§ Exercise task:
Tally the lines below that include the string "real" and give only that number.

§ Supplied data:

┄┄┄┄┄┄┄┄┄┄

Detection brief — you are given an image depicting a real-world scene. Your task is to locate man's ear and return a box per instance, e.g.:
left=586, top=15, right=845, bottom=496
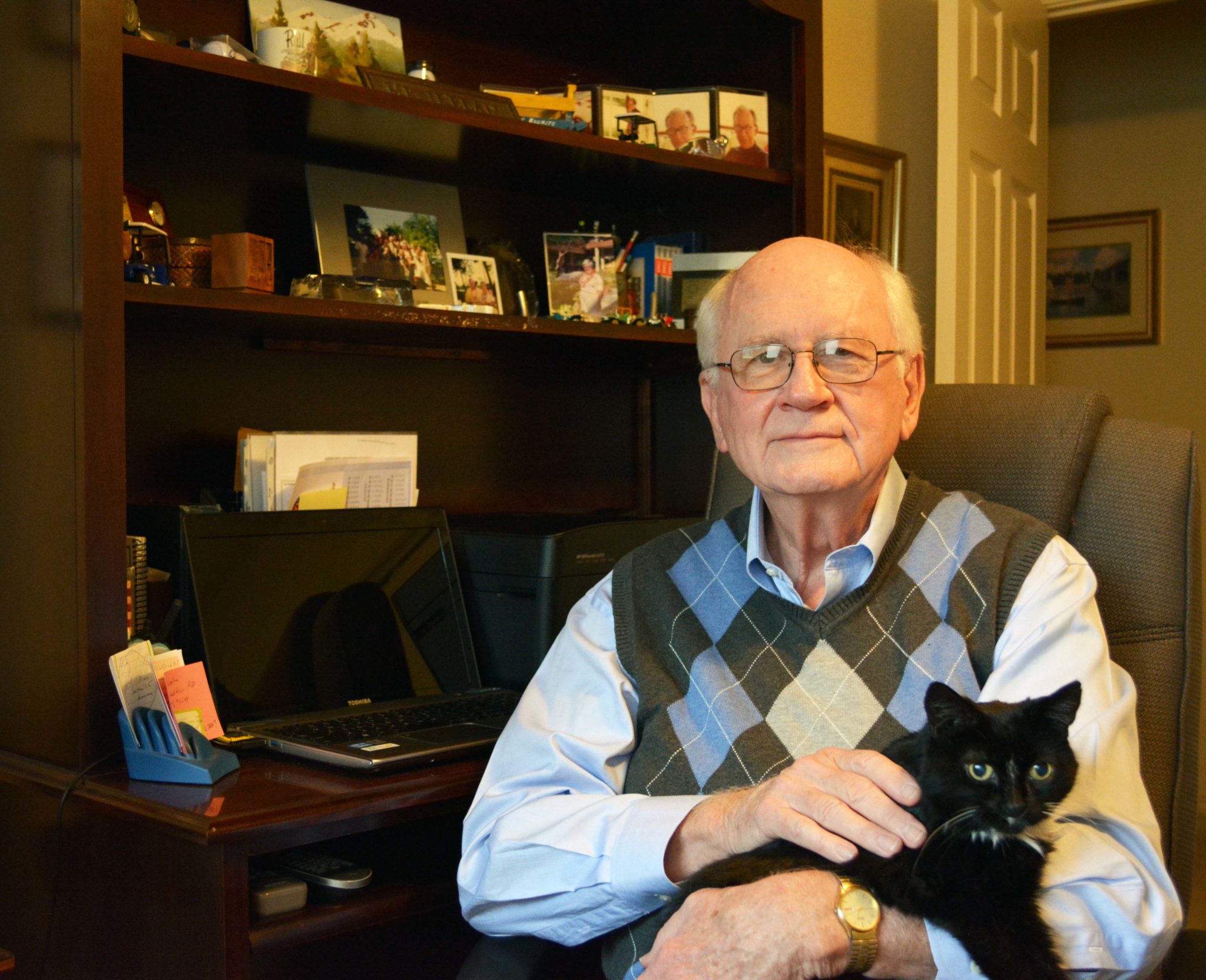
left=700, top=368, right=728, bottom=452
left=901, top=351, right=925, bottom=443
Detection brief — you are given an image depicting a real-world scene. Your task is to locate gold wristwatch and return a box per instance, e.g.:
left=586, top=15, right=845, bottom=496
left=834, top=875, right=879, bottom=973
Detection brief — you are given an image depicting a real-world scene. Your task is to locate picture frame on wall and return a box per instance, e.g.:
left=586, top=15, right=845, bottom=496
left=711, top=85, right=771, bottom=167
left=652, top=88, right=713, bottom=150
left=305, top=164, right=468, bottom=305
left=1047, top=210, right=1160, bottom=347
left=824, top=133, right=904, bottom=269
left=592, top=84, right=657, bottom=146
left=544, top=231, right=619, bottom=321
left=445, top=252, right=503, bottom=313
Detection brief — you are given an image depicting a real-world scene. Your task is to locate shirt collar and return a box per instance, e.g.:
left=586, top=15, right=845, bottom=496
left=746, top=459, right=907, bottom=583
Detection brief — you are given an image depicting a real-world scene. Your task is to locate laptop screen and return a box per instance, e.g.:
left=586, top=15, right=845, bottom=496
left=184, top=507, right=480, bottom=723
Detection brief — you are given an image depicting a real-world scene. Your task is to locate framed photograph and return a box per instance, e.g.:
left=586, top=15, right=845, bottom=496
left=247, top=0, right=406, bottom=84
left=671, top=252, right=756, bottom=329
left=445, top=252, right=503, bottom=313
left=713, top=88, right=771, bottom=167
left=1047, top=211, right=1160, bottom=347
left=544, top=231, right=617, bottom=320
left=591, top=84, right=657, bottom=145
left=824, top=133, right=904, bottom=269
left=305, top=164, right=466, bottom=304
left=652, top=88, right=713, bottom=150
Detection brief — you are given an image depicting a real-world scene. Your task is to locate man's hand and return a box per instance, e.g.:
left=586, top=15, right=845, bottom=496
left=642, top=872, right=850, bottom=980
left=665, top=749, right=925, bottom=881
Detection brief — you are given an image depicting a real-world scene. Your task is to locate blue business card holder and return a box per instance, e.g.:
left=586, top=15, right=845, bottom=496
left=117, top=707, right=239, bottom=786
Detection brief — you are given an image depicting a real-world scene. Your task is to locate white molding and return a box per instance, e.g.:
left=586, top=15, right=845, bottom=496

┄┄┄┄┄┄┄┄┄┄

§ Output for this task:
9